Copy the listing below, putting "Return only the coordinates" in place of each "Report only the coordinates" and keeping everything else the same. Leave the pictures out of your copy.
________
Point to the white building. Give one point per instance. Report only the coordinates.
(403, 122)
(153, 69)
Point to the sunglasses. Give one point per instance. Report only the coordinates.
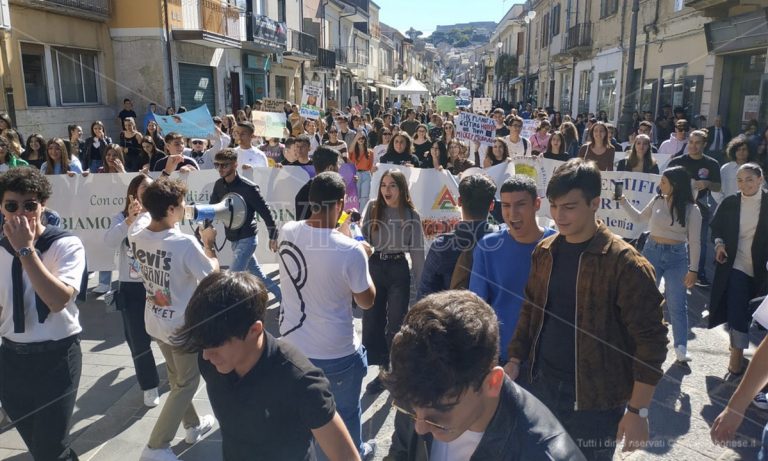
(29, 206)
(414, 418)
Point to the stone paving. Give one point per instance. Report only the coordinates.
(111, 423)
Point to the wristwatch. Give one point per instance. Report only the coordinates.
(641, 412)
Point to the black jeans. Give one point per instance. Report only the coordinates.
(131, 300)
(594, 431)
(381, 322)
(38, 391)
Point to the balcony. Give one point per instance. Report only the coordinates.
(579, 37)
(712, 8)
(351, 57)
(326, 59)
(360, 13)
(300, 45)
(90, 9)
(210, 23)
(267, 33)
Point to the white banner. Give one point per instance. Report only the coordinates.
(87, 205)
(475, 127)
(482, 105)
(434, 193)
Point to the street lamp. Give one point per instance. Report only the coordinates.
(528, 18)
(498, 74)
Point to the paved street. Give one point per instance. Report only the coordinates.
(112, 424)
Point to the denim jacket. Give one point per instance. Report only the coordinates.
(521, 429)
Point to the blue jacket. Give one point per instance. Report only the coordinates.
(445, 251)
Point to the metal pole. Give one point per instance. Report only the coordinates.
(625, 122)
(526, 90)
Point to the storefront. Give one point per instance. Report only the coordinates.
(740, 44)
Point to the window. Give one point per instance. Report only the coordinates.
(281, 10)
(608, 7)
(75, 74)
(585, 82)
(33, 68)
(545, 30)
(606, 93)
(672, 85)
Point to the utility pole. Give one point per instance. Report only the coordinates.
(625, 121)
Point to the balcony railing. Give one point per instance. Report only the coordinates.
(352, 56)
(269, 32)
(212, 16)
(361, 5)
(98, 9)
(579, 36)
(326, 59)
(301, 43)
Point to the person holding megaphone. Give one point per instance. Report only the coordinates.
(244, 239)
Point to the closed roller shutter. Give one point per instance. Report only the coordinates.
(197, 87)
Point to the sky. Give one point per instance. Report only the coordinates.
(425, 15)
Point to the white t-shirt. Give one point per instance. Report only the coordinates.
(65, 259)
(518, 148)
(460, 449)
(251, 156)
(171, 264)
(320, 269)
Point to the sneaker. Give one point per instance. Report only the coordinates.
(702, 282)
(158, 454)
(375, 386)
(682, 354)
(151, 398)
(194, 434)
(369, 450)
(101, 288)
(760, 401)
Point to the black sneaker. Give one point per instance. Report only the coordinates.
(375, 386)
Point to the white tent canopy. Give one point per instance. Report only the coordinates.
(410, 86)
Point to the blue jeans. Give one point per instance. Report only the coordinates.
(671, 263)
(346, 377)
(363, 188)
(244, 259)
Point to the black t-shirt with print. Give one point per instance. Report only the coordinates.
(269, 413)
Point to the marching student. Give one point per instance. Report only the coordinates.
(40, 357)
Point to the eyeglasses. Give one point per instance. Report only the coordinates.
(29, 206)
(415, 418)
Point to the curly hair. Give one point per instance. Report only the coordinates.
(162, 194)
(25, 180)
(448, 342)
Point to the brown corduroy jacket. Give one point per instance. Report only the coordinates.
(620, 337)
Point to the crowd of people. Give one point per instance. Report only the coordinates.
(492, 341)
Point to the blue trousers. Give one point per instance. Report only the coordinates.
(244, 251)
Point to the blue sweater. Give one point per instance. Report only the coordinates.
(499, 273)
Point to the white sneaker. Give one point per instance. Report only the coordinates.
(158, 454)
(194, 434)
(151, 398)
(682, 354)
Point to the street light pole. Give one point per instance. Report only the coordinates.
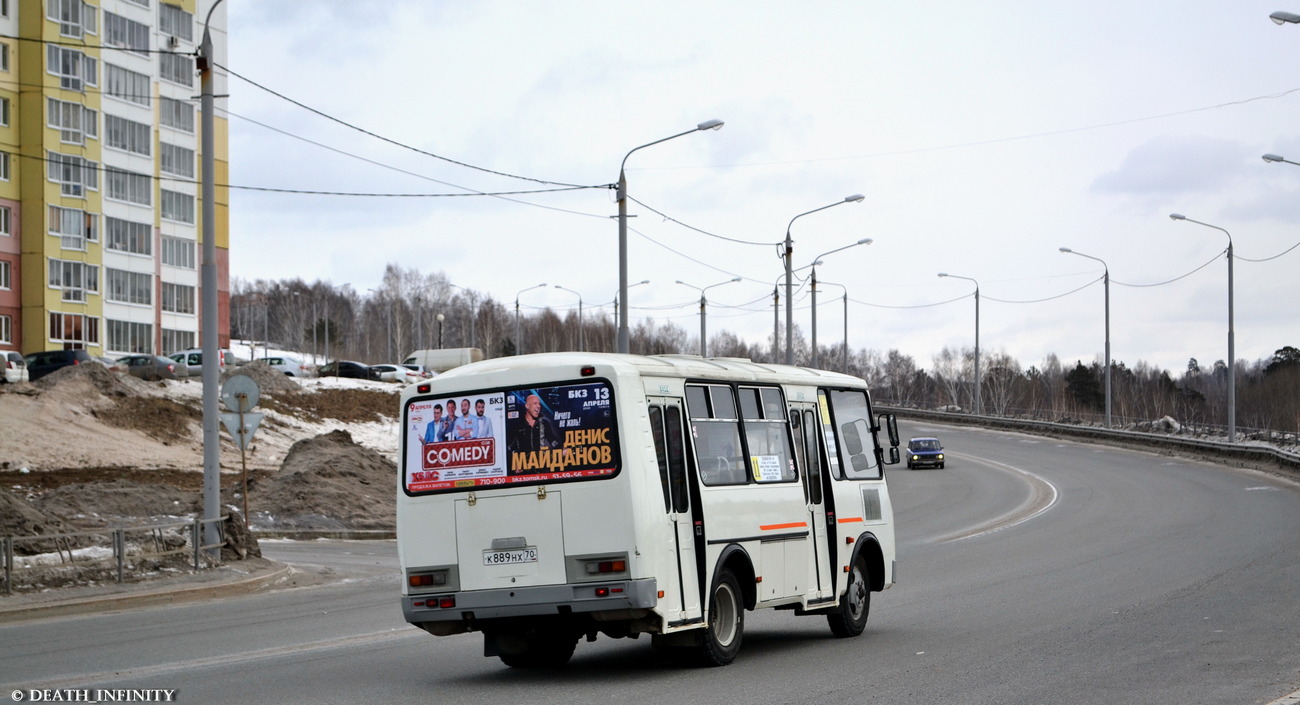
________
Worked solution —
Point to the white building. Give one point per instance. Return only the coordinates.
(403, 122)
(153, 69)
Point to the sunglasses. Give one point per instance. Return only the coordinates.
(29, 206)
(414, 418)
Point to the stone paving. Give one point per instance. Return only the coordinates.
(111, 423)
Point to the wristwatch. Give one point per instance. Return only the coordinates.
(641, 412)
Point to the black jeans. Give one point per instance. Return only the coordinates.
(131, 300)
(594, 431)
(381, 322)
(38, 391)
Point to the balcony. Give one point per instance. Return only the coordinates.
(579, 37)
(712, 8)
(351, 57)
(326, 59)
(360, 13)
(300, 45)
(90, 9)
(210, 23)
(267, 33)
Point to the white banner. Give one point per instance. Return only the coordinates.
(87, 205)
(475, 127)
(482, 105)
(434, 193)
Point to the street lamp. Give one point per instance. Return only the coordinates.
(528, 18)
(498, 74)
Point to the paved street. Give one point per instance. Return only the coordinates.
(112, 424)
Point to the denim jacket. Give one point per instance. Return only the coordinates.
(521, 429)
Point to the blue jacket. Give one point per instance. Return only the coordinates.
(445, 251)
Point to the metal pole. Give one point per instance. Return only the coordinates.
(625, 122)
(526, 90)
Point to the storefront. Give one point per instance. Return only the coordinates.
(740, 44)
Point to the window. Give one point per instance. Return only the coordinates.
(281, 10)
(608, 7)
(75, 74)
(585, 82)
(33, 68)
(545, 30)
(606, 93)
(672, 85)
Point to the utility pole. Give one point per instance. Return only the coordinates.
(625, 121)
Point to the balcony railing. Give one point per instance. Return only the coordinates.
(352, 56)
(269, 32)
(212, 16)
(361, 5)
(98, 9)
(579, 36)
(326, 59)
(301, 43)
Point to the person holding megaphone. Give one point per instance. Return only the coordinates.
(244, 239)
Point to the closed roller shutter. Give one point per instance. Return only the coordinates.
(197, 87)
Point to the sky. Give one point per instance. Return only the coordinates.
(425, 15)
Point to the white t-shirt. Give one point per instance. Return only the coordinates.
(65, 259)
(518, 148)
(460, 449)
(251, 156)
(171, 264)
(320, 269)
Point to the sneaker. Give one point per instance. Return only the coordinates.
(702, 282)
(158, 454)
(375, 386)
(682, 354)
(151, 398)
(194, 434)
(369, 450)
(101, 288)
(760, 401)
Point to the black sneaker. Give one point per instance. Return only the coordinates.
(375, 386)
Point to the white tent canopy. Give one point per instance. Return only the coordinates.
(410, 86)
Point to the blue jeans. Give one point per instance. Return only the coordinates.
(671, 263)
(346, 377)
(363, 188)
(244, 259)
Point to the black t-shirt with print. Give one point per instance. Return only the coordinates.
(269, 413)
Point to the marching student. Give one point per instance. Return only the coordinates.
(40, 357)
Point to the eyeglasses. Give one point per instance. Return only the coordinates.
(29, 206)
(415, 418)
Point to the curly hair. Give one point per instance. Return only the coordinates.
(162, 194)
(25, 180)
(448, 342)
Point to the brown corduroy jacket. Give one point per instance. Return only the coordinates.
(620, 337)
Point to the crowd of people. Give one point per instance. Return only the coordinates.
(492, 341)
Point to the blue trousers. Give one point per instance. Return only the coordinates.
(244, 251)
Point to the blue sweater. Give one point per instance. Return only the coordinates.
(499, 273)
Point to the white sneaker. Give one point per instance. Return only the coordinates.
(158, 454)
(194, 434)
(151, 398)
(682, 354)
Point to the street light pole. Give one point per instance. Return only the coordinates.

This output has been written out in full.